Akayed Ullah, 27, is charged with criminal possession of a weapon, support act of terrorism, and making a terroristic threat.
He is also expected to face federal terrorism charges.
Commuters were returning to the Port Authority Bus Terminal Tuesday morning as new details were being revealed about the suspect's motives.
Crews cleared away plywood that blocked the passageway where chaos broke out Monday morning after an explosion under the terminal that left five people with minor injuries.
Investigators say the suspect detonated a crudely-made pipe bomb, sending commuters running from the scene.
The pipe bomb affixed to the suspect with Velcro straps detonated at about 7:20 a.m. Monday in the passageway between subway lines that runs a full city block under 42nd Street between 7th and 8th Avenues.
Sources say the device was built using a 12-inch long pipe, black powder rigged with a 9 volt battery and a Christmas lights wire, and filled with nails. It did not fully shatter.
Ullah told investigators he was radicalized while reading ISIS propaganda online.
"No law enforcement agencies had any information on him, he decides to make his own device," said former NYPD Commissioner Ray Kelly.
Terrorism experts say the location he chose for his attack is peculiar. But Ullah told investigators he picked the passageway because of its Christmas-themed posters.
He said he was inspired to act in retaliation for US airstrikes on ISIS targets in Syria and around the world.
"New York has seen in many quarters, certainly in ISIS quarters, as being the capital of the world," said Kelly. "So you're going to make a statement in New York that's going to reverberate around the world."
Governor Andrew Cuomo said that while Ullah intentionally detonated the device, the pipe did not fully shatter so it did not have the desired effect. The governor also said Ullah signaled to police he learned to make the device from online instructions and his motive was he was "angry."
"Anyone can go on the internet and download garbage and vileness on how to put together an amateur-level explosive device," Governor Cuomo said.
During a series of interviews Monday afternoon. Governor Cuomo also proposed that internet providers should consider their responsibility when they know a user is downloading information on how to hurt people.
"It's a question we will have to deal with," he said.

→ **Parts of the exercise**
1: Reproduce verbatim the stretch from "Investigators say the" through "not fully shatter." in the report on the Port Authority bombing.
2: Decide whether each statement agrees with the report on the Port Authority bombing. Answer yes or no, and quote the words of the report that decide it.
(a) The explosion left five people with minor injuries.
(b) The pipe bomb fully shattered.
(c) Ullah told investigators he picked the passageway because of its Christmas-themed posters.
3: The report on the Port Authority bombing has a sentence that begins "Sources say the device was built using." List every material that sentence names.

→ **Entries shown**
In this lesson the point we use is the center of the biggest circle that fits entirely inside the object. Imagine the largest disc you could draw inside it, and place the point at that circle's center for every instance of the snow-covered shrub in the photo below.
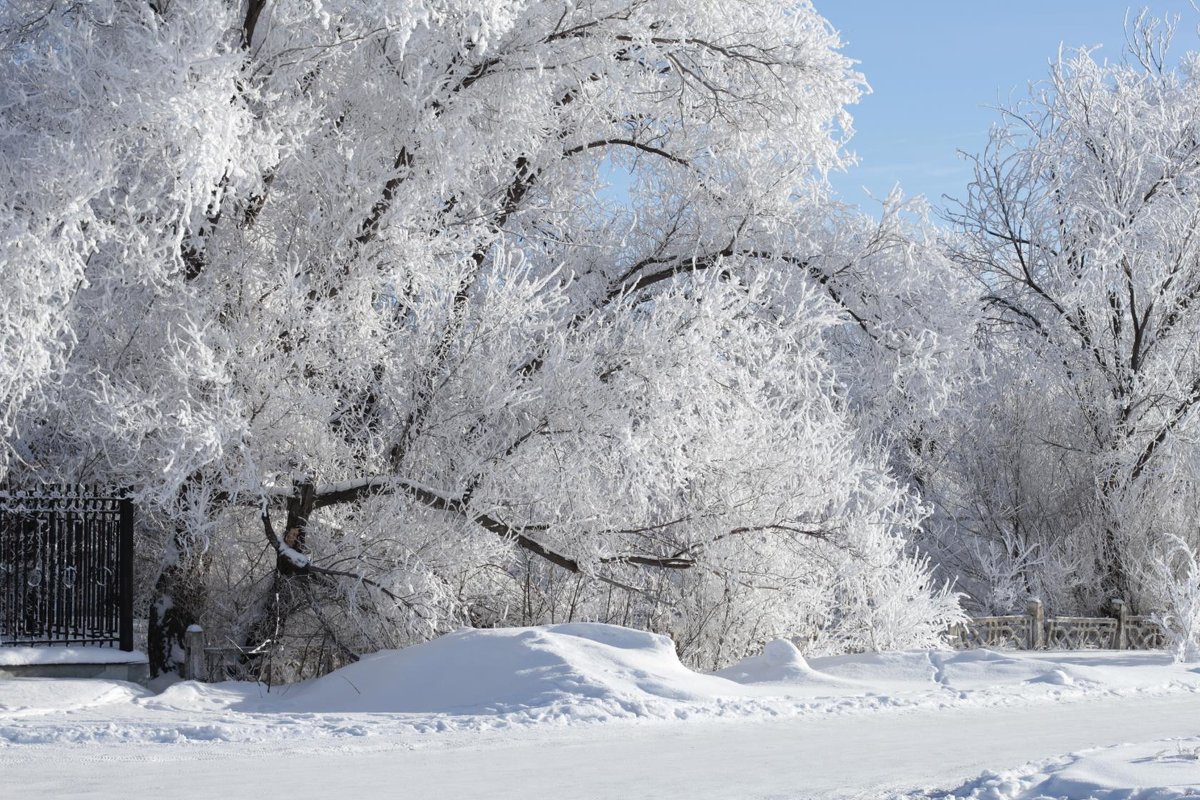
(1170, 577)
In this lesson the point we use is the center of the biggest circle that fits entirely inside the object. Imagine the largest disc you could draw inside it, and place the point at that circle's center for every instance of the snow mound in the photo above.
(781, 662)
(507, 671)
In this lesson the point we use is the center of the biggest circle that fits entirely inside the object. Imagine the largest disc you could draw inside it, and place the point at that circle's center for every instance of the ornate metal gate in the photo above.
(66, 567)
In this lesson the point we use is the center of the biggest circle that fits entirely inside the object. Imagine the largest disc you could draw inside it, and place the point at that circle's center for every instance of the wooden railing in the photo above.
(1035, 631)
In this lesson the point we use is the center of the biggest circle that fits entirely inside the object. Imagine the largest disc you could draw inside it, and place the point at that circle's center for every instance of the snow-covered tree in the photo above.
(1081, 233)
(400, 316)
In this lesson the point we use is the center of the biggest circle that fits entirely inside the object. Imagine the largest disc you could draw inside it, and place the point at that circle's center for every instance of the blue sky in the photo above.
(939, 68)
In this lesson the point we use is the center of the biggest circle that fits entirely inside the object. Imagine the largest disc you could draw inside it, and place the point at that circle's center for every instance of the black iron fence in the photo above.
(66, 567)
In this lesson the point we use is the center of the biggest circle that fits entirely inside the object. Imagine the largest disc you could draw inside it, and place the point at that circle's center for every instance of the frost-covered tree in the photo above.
(1081, 233)
(400, 316)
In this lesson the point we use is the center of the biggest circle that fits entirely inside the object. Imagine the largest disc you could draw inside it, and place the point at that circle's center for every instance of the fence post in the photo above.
(1122, 613)
(193, 654)
(1037, 625)
(125, 613)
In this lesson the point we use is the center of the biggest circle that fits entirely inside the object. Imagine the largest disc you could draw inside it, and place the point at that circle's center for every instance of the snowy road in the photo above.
(844, 756)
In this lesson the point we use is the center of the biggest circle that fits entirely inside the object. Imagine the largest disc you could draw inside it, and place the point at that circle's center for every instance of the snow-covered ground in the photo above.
(601, 711)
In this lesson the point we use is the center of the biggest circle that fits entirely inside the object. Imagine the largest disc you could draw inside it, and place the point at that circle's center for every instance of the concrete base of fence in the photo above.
(73, 662)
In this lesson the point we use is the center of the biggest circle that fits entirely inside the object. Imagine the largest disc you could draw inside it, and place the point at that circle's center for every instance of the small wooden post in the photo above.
(193, 655)
(1122, 613)
(125, 579)
(1037, 625)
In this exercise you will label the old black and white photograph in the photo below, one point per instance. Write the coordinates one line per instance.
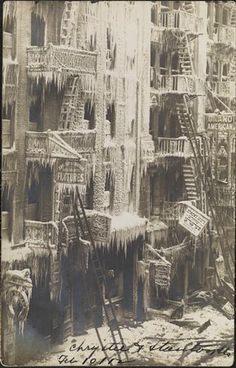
(118, 183)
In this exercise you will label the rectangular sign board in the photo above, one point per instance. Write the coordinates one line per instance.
(194, 220)
(71, 172)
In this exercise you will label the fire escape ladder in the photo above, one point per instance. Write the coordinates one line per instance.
(207, 183)
(185, 57)
(189, 180)
(67, 34)
(99, 276)
(69, 110)
(188, 6)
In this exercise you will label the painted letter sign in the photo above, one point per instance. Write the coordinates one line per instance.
(71, 172)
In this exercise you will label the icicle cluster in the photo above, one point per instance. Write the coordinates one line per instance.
(129, 162)
(126, 228)
(9, 11)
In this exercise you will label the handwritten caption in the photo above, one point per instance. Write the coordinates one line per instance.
(90, 357)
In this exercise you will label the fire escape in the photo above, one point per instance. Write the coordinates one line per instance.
(185, 87)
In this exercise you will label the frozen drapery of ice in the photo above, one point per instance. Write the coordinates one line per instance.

→ **Answers by item number**
1:
Investigators say the suspect detonated a crudely-made pipe bomb, sending commuters running from the scene.
The pipe bomb affixed to the suspect with Velcro straps detonated at about 7:20 a.m. Monday in the passageway between subway lines that runs a full city block under 42nd Street between 7th and 8th Avenues.
Sources say the device was built using a 12-inch long pipe, black powder rigged with a 9 volt battery and a Christmas lights wire, and filled with nails. It did not fully shatter.

2:
(a) Yes: "left five people with minor injuries"
(b) No: "It did not fully shatter."
(c) Yes: "he picked the passageway because of its Christmas-themed posters"

3: a 12-inch long pipe; black powder; a 9 volt battery; a Christmas lights wire; nails